== YOUR TASK ==
Could you rewrite the data as a numbered list without blank lines? Start at the line containing "find green grass" and stop after the line containing "Query: player's arm".

== MATERIAL FOR THIS TASK ==

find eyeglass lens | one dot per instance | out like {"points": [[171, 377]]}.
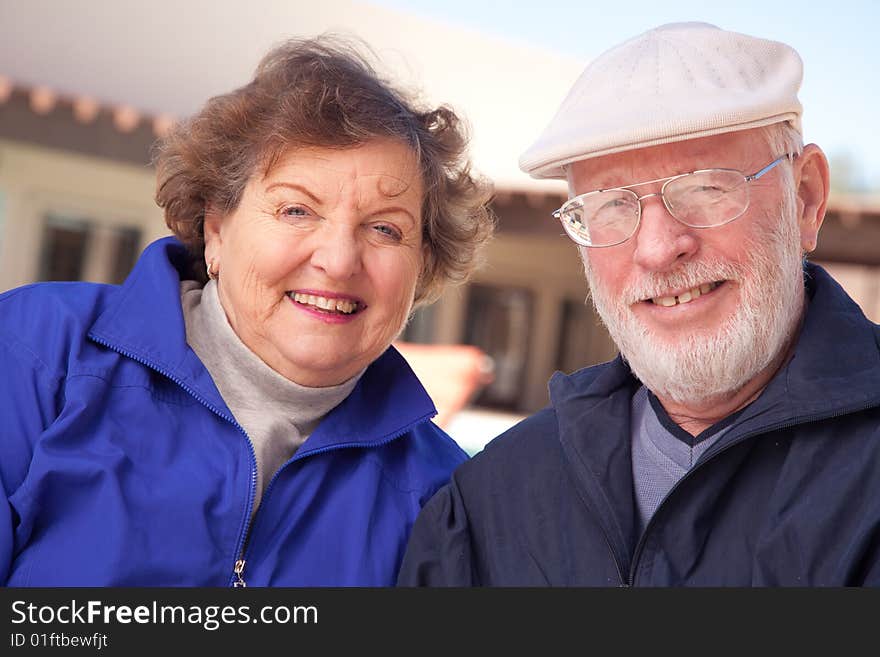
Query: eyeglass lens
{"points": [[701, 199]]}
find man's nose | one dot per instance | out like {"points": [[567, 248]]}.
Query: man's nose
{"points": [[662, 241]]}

* * *

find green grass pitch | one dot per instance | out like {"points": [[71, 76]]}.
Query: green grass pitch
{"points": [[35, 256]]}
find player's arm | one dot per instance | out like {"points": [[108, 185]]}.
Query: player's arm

== SOLUTION TO THE PROBLEM ==
1. find green grass pitch | one dot per instance | out like {"points": [[71, 76]]}.
2. Query: green grass pitch
3. {"points": [[35, 256]]}
4. find player's arm | one dot per instance | out like {"points": [[108, 185]]}.
5. Query: player's arm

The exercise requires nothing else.